What the task requires » What follows is a set of records; give them all back exactly.

══ Available data ══

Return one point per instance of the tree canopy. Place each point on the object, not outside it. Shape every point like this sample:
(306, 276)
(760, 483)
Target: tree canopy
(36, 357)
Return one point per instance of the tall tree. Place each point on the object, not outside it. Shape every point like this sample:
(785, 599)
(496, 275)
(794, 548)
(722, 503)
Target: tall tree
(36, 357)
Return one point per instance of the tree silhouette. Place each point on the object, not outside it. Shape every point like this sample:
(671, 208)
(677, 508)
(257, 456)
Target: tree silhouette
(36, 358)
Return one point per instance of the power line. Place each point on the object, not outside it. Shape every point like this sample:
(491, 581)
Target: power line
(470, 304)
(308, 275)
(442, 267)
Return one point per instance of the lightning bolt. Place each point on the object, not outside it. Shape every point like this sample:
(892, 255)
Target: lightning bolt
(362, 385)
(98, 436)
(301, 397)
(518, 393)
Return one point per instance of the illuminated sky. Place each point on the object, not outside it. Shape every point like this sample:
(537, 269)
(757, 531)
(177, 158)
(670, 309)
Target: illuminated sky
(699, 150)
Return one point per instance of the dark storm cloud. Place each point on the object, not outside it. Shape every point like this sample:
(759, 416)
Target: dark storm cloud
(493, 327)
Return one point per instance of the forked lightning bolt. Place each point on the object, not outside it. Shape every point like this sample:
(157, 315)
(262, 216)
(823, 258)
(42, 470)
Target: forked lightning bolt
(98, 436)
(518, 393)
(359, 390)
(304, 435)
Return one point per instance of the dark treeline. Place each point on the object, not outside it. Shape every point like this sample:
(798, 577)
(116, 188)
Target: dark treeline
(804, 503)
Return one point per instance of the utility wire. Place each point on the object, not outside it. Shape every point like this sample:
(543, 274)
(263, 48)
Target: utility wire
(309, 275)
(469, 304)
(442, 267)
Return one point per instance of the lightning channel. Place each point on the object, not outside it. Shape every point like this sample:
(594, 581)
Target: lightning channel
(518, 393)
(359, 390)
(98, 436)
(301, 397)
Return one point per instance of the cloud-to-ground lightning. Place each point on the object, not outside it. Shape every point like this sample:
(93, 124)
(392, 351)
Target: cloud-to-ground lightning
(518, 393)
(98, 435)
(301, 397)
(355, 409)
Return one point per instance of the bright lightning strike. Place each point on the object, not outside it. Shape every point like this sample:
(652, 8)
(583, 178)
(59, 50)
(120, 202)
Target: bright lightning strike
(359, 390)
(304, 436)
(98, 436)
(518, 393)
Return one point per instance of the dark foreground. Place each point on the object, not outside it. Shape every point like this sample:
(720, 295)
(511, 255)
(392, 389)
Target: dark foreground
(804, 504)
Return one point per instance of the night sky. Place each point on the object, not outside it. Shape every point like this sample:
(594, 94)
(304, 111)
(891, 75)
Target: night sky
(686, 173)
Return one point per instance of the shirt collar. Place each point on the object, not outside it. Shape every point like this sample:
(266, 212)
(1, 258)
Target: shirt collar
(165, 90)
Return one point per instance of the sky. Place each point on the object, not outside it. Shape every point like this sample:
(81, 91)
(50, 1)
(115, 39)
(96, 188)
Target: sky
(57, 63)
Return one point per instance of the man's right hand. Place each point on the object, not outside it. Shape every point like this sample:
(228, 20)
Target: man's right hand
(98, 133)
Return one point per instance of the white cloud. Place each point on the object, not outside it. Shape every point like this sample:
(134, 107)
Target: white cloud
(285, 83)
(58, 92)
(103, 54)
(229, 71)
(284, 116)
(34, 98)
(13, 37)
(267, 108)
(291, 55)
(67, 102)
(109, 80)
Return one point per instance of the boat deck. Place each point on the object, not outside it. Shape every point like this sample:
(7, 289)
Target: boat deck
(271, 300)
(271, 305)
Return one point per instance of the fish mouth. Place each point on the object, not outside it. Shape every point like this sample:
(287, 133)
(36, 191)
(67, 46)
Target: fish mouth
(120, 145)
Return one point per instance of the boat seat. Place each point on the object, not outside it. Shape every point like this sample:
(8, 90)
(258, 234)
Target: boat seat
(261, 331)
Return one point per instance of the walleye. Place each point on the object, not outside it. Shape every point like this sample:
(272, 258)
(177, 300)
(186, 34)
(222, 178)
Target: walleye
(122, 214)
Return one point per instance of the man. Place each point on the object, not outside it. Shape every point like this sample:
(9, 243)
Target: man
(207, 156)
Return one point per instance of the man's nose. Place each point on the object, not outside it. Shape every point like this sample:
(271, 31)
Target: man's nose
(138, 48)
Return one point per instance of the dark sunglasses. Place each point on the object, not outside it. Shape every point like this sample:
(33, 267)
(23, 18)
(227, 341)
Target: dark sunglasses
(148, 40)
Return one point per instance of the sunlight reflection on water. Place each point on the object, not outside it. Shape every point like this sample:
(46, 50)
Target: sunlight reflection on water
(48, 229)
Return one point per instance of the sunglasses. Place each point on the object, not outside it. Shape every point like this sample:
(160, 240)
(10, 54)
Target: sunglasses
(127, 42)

═══

Your solution »
Return one point per instance of the tree canopy. Place each point on the object, not outside it. Shape every point like this sample:
(306, 276)
(760, 483)
Target: tree canopy
(36, 357)
Return one point per instance of the tall tree. Place each point on the object, not outside it. Shape every point like this sample:
(785, 599)
(496, 275)
(794, 548)
(722, 503)
Target: tall tree
(36, 357)
Return one point per instance of the tree silhouette. Place each point on the object, not outside it. Shape every point like this sample:
(671, 208)
(677, 508)
(257, 456)
Target: tree silhouette
(36, 358)
Return one point per instance of the power line. Place each point on the object, not outside it. Shape every point like this sample:
(491, 581)
Target: power line
(470, 304)
(308, 275)
(442, 267)
Return one point per instance of the lightning bolt. Place each point on the object, not outside it. Shape every point like this sample:
(892, 255)
Target: lightning bolt
(362, 385)
(98, 436)
(301, 397)
(518, 393)
Return one point per instance of the illuminated sky. Place each point on the object, not outside it. Shape every point like this sample:
(537, 269)
(757, 531)
(177, 158)
(670, 309)
Target: illuminated sky
(699, 150)
Return one point per instance of the dark storm cloud. Place each point on the object, not outside it. Shape every point like this sample:
(759, 416)
Target: dark storm cloud
(493, 327)
Return one point per instance of the forked lightning bolt. Place each point on the object, not outside it. Shape every point like this sample:
(157, 315)
(262, 216)
(823, 258)
(42, 470)
Target: forked lightning bolt
(98, 436)
(518, 393)
(359, 390)
(304, 435)
Return one point per instance of the dark treeline. Place each point on the object, not outside it. Shape every point like this sample:
(798, 577)
(116, 188)
Target: dark treeline
(804, 503)
Return one point per instance of the utility wire. Place each point on the object, not outside it. Shape every point like this sample:
(543, 274)
(263, 48)
Target: utility wire
(309, 275)
(469, 304)
(442, 267)
Return one point per instance of the lightning channel. Place each point on the object, not outside it. Shape every point like this sample:
(594, 581)
Target: lightning channel
(518, 393)
(359, 390)
(98, 436)
(301, 397)
Return one point per instance of the cloud-to-ground lightning. Place each point on the object, not outside it. Shape every point like this sample:
(93, 124)
(392, 351)
Target: cloud-to-ground lightning
(518, 393)
(98, 435)
(301, 397)
(355, 409)
Return one point per instance of the bright lightning strike. Place each point on the object, not outside it. Shape every point like this sample:
(652, 8)
(583, 178)
(59, 50)
(120, 202)
Target: bright lightning strike
(359, 390)
(304, 436)
(98, 436)
(518, 393)
Return one point per instance of the dark foreground. Place each point on the object, not outside it. Shape every point like this sample:
(720, 295)
(511, 255)
(392, 389)
Target: dark foreground
(804, 504)
Return one point per instance of the night sky. Place each point on the object, not outside it. Shape every point like this sample:
(594, 94)
(304, 111)
(891, 75)
Target: night sky
(686, 173)
Return one point per instance of the shirt collar. Place each point on the object, not outside it. Shape every point like this sample:
(266, 212)
(1, 258)
Target: shirt collar
(165, 90)
Return one point per instance of the sky. Place each point on the object, not outside it. Shape every point like this sample:
(81, 91)
(50, 1)
(115, 39)
(96, 188)
Target: sky
(57, 63)
Return one point per instance of the man's right hand. Place each point on the object, not outside it. Shape every point like this sample:
(228, 20)
Target: man's right hand
(98, 133)
Return one point per instance of the white cloud. Place each point on the object, not outside it. Shape every point like this sample:
(134, 107)
Target: white cloud
(285, 83)
(58, 92)
(103, 54)
(229, 71)
(284, 116)
(34, 98)
(13, 37)
(267, 108)
(291, 55)
(67, 102)
(109, 80)
Return one point per instance of the boat deck. Place each point on the object, not outside it. Shape every point like this sample:
(7, 289)
Target: boat deck
(271, 300)
(271, 305)
Return one point per instance of the fish mouth. Place each point on the object, not outside it. Shape every point like this sample:
(287, 133)
(36, 191)
(67, 46)
Target: fish mouth
(120, 145)
Return one point per instance of the boat seat. Place each point on the object, not outside it. Shape every point like this sample:
(8, 90)
(258, 234)
Target: boat seat
(261, 331)
Return one point per instance of the walleye. Place each point on the object, not outside it. Shape every point like this sample:
(272, 258)
(177, 300)
(186, 34)
(222, 178)
Target: walleye
(122, 214)
Return one point per instance of the man. Place each point on the object, not outside it. Shape every point like this sample:
(9, 243)
Target: man
(207, 156)
Return one point per instance of the man's nose. Place each point on the object, not outside it. Shape every point like this sample:
(271, 31)
Target: man's nose
(138, 48)
Return one point per instance of the dark sunglasses. Place each point on the object, not outside it. Shape every point like this sample:
(33, 267)
(23, 18)
(227, 341)
Target: dark sunglasses
(148, 40)
Return one point per instance of the sunlight reflection on water. Place each point on the object, not outside it. Shape every point like this sample:
(46, 50)
Target: sunlight reflection on water
(48, 229)
Return one point per instance of the sunglasses. Place each point on the object, not outside it. Shape every point like this sample:
(160, 240)
(10, 54)
Target: sunglasses
(127, 42)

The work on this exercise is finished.